** Begin Data to process **

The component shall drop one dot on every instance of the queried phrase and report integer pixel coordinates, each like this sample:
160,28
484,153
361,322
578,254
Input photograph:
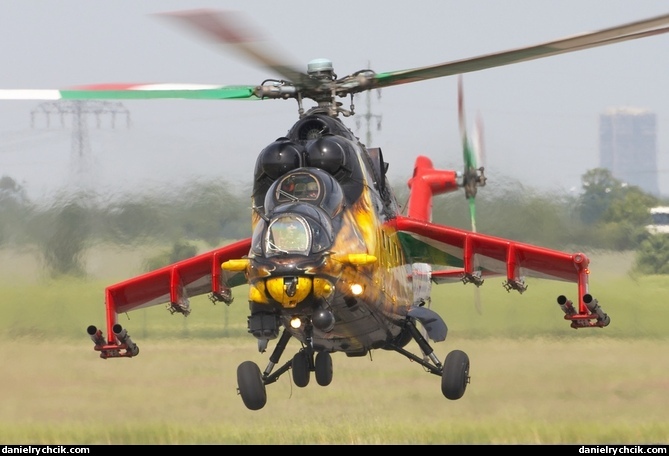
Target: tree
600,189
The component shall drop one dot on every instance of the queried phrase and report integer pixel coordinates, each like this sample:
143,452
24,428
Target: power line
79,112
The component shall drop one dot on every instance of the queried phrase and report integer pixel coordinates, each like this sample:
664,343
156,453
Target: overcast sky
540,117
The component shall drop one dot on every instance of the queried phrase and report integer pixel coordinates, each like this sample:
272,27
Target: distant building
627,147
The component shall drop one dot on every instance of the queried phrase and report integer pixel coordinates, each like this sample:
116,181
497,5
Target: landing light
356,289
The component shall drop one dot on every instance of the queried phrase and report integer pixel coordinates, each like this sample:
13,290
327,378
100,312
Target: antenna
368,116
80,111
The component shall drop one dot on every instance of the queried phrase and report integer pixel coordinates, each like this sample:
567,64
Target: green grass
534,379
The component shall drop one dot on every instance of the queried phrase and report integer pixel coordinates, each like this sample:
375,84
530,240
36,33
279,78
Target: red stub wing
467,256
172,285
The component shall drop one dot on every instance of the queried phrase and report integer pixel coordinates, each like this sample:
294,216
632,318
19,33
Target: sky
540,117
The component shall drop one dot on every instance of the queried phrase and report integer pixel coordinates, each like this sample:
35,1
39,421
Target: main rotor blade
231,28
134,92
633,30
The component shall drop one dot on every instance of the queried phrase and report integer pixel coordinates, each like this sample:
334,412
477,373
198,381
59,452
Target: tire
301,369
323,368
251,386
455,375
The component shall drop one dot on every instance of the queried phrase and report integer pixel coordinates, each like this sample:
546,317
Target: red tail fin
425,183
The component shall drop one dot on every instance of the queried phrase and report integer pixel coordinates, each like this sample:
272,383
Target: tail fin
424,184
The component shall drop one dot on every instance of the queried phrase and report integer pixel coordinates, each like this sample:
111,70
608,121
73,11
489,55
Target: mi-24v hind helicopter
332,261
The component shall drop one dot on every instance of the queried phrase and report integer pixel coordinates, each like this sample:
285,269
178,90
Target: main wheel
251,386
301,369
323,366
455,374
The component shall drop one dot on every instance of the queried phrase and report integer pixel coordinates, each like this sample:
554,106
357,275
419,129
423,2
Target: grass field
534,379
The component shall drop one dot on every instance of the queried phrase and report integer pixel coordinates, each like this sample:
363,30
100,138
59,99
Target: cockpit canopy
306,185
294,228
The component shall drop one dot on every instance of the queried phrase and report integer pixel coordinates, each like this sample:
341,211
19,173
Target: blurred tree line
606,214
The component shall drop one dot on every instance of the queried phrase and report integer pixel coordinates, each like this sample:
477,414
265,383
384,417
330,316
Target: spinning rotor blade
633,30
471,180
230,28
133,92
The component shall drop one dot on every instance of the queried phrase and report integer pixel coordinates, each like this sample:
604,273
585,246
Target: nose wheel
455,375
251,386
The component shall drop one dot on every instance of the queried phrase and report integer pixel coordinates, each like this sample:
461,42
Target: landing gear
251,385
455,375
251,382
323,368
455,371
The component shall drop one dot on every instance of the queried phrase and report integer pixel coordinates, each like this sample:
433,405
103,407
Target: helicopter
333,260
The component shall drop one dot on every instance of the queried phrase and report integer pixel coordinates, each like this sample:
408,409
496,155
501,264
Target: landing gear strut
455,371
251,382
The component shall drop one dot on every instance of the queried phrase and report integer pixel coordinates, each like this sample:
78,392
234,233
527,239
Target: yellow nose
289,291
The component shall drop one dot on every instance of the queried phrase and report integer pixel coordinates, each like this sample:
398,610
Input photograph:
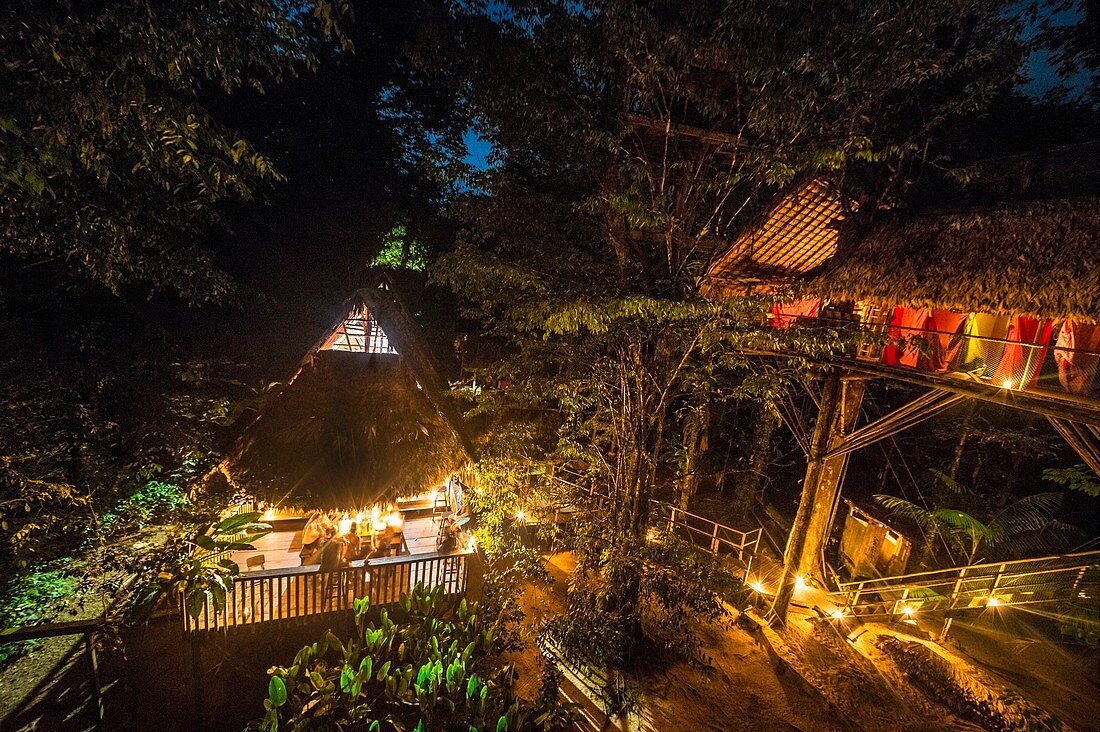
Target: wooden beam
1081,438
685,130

** End Data to process **

Report every line of the data above that contains the word "tree", copying each one in full.

Written answer:
Target: tree
Target: blurred tree line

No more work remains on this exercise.